Work instructions:
Pull each line holding "gets" out of the entries below.

(Records for this task Opens)

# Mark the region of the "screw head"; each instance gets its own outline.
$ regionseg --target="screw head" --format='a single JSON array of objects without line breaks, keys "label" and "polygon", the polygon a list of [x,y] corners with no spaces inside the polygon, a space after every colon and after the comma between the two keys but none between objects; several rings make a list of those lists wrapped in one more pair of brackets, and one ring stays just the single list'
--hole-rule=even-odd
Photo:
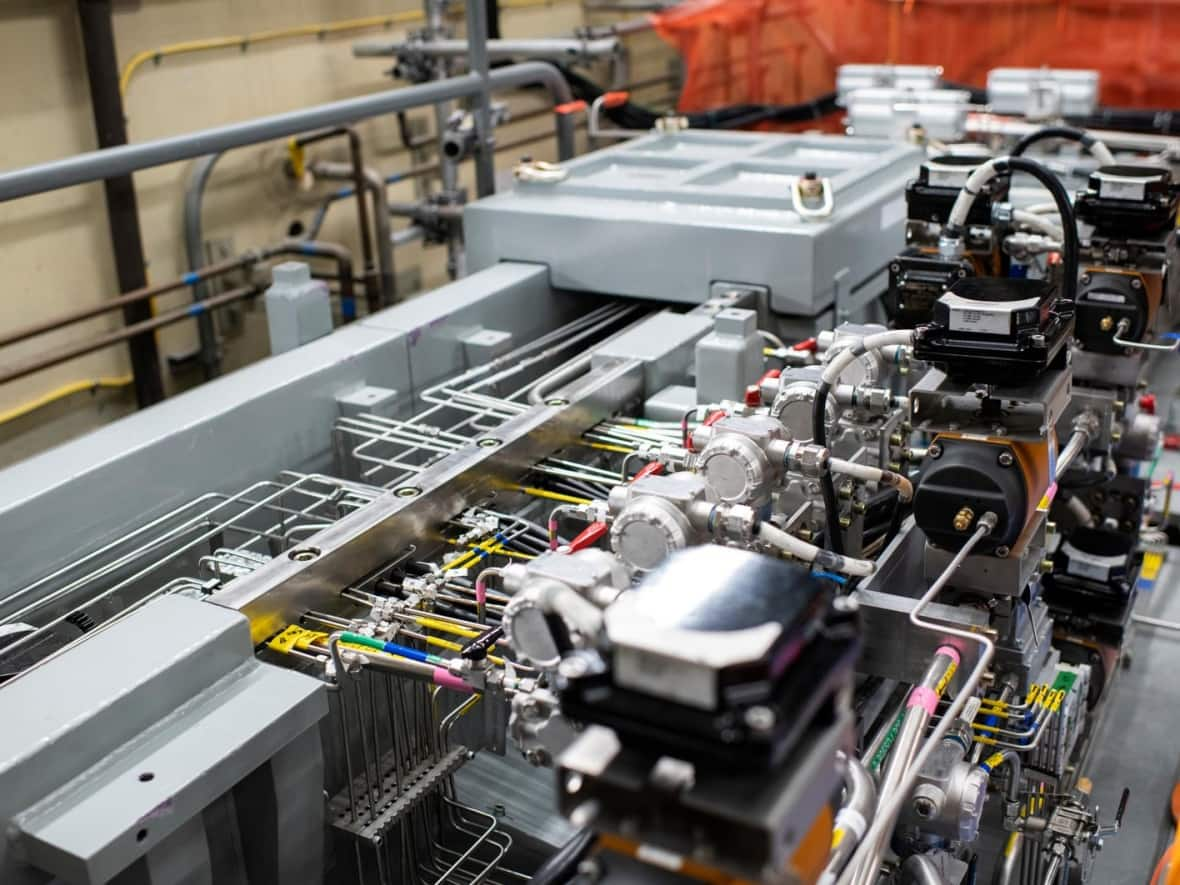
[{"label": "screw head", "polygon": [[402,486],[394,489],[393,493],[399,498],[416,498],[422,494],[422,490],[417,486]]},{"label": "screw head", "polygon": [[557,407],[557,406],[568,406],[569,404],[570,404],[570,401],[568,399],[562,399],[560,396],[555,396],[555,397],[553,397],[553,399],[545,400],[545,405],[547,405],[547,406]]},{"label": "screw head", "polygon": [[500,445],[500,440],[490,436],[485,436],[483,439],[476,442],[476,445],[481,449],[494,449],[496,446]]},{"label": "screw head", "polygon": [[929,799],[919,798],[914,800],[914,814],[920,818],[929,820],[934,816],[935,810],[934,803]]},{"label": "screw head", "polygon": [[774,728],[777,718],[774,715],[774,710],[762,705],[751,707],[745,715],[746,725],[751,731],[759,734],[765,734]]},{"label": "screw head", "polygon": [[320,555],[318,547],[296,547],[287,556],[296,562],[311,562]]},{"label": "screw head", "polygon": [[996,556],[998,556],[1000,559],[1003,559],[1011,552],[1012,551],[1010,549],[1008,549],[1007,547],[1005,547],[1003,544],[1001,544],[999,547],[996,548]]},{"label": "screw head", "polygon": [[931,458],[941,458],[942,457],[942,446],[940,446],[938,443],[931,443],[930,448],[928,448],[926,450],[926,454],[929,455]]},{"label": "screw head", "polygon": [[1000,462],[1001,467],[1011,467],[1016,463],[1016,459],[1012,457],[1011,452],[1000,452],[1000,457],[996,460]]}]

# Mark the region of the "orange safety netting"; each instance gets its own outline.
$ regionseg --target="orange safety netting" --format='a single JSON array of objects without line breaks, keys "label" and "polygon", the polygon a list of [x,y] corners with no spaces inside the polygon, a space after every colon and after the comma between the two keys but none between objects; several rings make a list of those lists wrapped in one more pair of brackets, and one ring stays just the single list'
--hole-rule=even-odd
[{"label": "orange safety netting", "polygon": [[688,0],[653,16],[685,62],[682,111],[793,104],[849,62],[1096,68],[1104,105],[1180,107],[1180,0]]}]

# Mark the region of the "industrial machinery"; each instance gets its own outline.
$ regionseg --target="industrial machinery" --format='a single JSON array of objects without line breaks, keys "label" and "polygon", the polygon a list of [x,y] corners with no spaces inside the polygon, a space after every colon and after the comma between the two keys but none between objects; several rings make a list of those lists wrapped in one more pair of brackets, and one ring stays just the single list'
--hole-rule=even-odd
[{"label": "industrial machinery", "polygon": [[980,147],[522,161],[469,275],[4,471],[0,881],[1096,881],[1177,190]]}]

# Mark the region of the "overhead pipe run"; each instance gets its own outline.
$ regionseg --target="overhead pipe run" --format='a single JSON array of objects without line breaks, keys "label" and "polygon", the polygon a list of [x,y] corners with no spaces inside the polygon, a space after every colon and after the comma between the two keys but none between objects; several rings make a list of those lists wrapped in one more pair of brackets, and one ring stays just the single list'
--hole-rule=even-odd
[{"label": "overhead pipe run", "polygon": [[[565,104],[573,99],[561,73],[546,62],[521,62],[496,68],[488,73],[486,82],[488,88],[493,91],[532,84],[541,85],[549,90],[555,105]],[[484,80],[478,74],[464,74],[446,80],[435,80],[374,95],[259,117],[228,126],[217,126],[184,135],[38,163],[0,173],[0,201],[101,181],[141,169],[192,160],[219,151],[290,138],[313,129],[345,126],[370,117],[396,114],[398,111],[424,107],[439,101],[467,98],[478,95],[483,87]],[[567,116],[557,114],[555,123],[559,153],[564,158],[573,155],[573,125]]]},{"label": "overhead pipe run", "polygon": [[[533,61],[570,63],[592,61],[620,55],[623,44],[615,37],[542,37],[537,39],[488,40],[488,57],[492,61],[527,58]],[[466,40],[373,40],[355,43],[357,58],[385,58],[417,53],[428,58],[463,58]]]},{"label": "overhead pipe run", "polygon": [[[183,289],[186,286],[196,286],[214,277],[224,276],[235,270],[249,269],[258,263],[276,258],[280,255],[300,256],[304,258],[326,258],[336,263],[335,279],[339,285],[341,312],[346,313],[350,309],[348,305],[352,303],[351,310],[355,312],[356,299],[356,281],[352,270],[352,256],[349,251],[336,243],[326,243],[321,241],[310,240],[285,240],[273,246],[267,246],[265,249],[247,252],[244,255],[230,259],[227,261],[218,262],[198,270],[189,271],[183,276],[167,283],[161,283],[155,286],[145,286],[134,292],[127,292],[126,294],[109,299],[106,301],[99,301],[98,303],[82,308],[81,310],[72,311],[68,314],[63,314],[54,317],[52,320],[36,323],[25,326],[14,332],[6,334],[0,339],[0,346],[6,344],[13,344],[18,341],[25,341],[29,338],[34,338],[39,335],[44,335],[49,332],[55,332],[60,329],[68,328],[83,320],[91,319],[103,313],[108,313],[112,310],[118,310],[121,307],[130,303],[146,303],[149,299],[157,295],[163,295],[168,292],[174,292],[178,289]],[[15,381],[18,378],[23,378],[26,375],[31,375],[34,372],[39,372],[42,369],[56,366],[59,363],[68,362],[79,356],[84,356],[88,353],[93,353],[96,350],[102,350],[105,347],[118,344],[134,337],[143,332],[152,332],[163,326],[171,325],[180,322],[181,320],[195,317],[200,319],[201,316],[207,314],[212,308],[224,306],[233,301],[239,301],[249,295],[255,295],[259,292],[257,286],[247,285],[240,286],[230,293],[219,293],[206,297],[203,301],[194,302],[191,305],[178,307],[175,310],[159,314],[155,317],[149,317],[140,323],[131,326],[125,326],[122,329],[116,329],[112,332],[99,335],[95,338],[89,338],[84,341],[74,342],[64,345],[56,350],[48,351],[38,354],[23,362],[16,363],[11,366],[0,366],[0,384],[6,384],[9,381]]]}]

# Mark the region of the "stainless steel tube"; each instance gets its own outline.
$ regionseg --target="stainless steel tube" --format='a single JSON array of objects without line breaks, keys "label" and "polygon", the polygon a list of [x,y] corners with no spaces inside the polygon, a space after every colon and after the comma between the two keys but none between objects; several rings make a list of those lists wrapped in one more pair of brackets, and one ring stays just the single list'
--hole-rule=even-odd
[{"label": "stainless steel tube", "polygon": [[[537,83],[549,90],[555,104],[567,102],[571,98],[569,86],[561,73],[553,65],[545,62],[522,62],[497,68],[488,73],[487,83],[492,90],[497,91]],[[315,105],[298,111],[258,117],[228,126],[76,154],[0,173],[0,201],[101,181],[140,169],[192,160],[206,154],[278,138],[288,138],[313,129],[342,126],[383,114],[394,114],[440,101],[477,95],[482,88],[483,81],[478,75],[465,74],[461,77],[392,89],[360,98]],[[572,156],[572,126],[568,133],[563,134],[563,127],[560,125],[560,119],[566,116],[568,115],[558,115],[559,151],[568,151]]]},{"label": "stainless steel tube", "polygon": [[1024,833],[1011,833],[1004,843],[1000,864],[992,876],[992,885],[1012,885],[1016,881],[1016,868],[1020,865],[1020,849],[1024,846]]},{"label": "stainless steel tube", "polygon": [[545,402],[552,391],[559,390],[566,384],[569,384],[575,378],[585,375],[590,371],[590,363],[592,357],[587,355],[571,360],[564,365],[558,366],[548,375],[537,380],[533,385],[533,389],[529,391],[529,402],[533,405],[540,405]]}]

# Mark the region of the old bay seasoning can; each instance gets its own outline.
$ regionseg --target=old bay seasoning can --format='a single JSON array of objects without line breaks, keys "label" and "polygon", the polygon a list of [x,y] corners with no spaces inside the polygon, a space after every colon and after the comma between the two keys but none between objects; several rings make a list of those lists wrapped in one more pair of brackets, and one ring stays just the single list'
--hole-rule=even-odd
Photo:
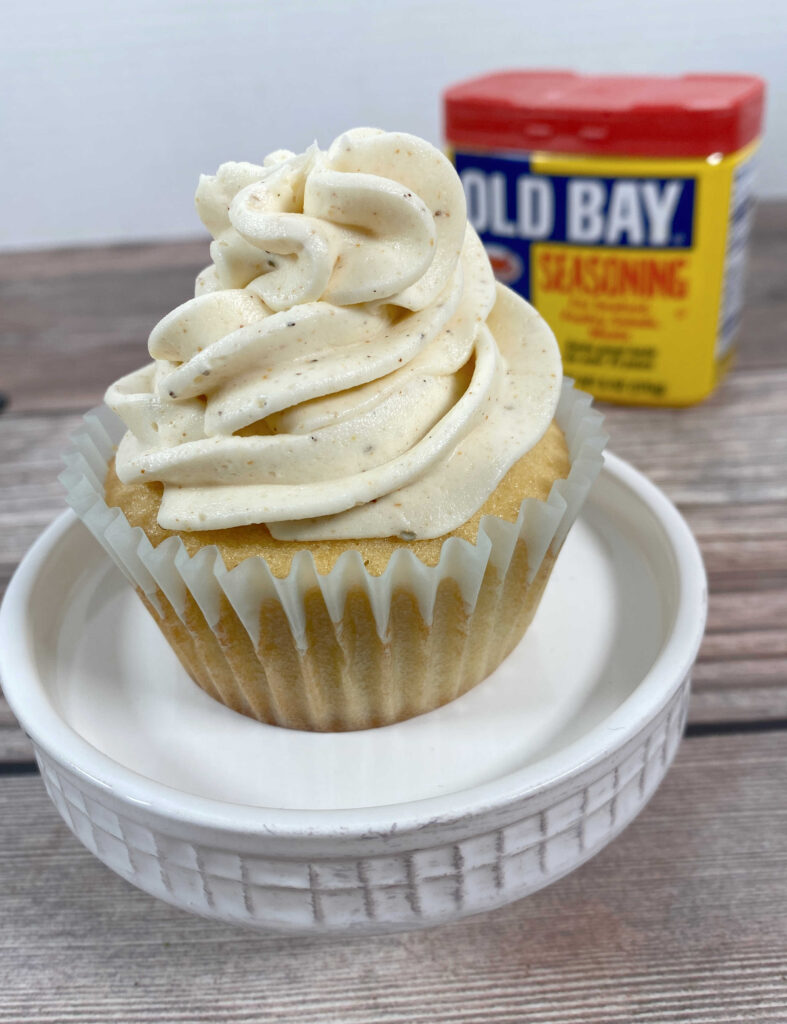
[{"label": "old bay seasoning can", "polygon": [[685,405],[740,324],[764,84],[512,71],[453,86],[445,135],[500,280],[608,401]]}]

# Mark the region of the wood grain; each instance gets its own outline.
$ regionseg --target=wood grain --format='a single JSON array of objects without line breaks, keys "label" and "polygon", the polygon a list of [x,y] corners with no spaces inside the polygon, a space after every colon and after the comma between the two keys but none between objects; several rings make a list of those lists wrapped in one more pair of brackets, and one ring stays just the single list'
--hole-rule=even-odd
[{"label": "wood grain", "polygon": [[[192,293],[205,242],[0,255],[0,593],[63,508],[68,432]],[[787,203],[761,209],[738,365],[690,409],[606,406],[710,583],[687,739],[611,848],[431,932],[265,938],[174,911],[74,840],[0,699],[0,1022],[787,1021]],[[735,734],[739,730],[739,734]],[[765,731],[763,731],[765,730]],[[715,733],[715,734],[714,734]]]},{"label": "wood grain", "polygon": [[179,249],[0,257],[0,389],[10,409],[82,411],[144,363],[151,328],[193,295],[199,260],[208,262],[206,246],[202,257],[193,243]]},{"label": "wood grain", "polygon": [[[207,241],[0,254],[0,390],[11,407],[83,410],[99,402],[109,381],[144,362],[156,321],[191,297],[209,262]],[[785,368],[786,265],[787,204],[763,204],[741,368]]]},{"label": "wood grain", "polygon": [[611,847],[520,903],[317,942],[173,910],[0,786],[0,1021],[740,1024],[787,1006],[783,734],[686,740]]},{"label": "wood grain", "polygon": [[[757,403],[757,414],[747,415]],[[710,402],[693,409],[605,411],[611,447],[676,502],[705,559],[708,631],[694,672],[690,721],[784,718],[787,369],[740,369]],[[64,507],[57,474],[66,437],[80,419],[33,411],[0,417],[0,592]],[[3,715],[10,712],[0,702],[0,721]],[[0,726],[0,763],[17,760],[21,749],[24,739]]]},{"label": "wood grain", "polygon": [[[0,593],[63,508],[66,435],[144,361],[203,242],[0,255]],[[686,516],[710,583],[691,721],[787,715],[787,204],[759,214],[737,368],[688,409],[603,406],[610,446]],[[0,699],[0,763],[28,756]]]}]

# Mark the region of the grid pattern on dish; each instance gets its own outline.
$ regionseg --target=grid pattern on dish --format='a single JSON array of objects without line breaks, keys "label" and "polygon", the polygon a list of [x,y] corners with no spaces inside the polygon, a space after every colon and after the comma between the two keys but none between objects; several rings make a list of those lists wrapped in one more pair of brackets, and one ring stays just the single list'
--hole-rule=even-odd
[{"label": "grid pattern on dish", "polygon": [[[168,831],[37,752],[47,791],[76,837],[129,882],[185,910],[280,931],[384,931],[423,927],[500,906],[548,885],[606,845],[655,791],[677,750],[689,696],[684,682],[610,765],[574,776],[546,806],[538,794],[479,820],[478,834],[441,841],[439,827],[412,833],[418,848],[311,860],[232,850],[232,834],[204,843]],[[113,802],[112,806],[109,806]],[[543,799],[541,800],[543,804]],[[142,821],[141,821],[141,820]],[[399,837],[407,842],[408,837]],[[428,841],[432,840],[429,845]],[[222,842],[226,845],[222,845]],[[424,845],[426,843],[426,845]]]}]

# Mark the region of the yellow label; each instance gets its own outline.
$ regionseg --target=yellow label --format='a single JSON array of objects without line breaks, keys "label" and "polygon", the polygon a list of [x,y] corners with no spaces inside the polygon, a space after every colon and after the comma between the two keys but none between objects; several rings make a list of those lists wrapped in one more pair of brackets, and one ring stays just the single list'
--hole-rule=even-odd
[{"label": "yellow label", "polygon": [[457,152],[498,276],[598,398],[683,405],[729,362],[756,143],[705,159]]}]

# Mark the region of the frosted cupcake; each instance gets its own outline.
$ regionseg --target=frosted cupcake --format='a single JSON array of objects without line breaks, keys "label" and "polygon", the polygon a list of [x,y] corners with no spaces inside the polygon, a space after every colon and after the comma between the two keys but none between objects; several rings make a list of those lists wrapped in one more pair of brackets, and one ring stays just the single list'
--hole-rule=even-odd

(Records for this task Closes)

Exercise output:
# Mark the region of the "screw head"; each instance gets its own outline.
# Mark the region of the "orange safety netting"; each instance gets its own outline.
# Mark the region of the "industrial machinery"; each instance gets its own outline.
# Mark the region of the "overhead pipe run"; each instance gets its own outline.
# Mark the region of the "stainless steel tube"; each instance gets its own outline.
# Mark the region of the old bay seasoning can; each instance gets its own outline.
# Mark the region of the wood grain; each instance gets its own outline.
# Mark the region of the grid pattern on dish; each instance gets its own outline.
# Mark the region of the yellow label; each instance gets its own outline.
# Mark the region of the frosted cupcake; each instance gets its own outline.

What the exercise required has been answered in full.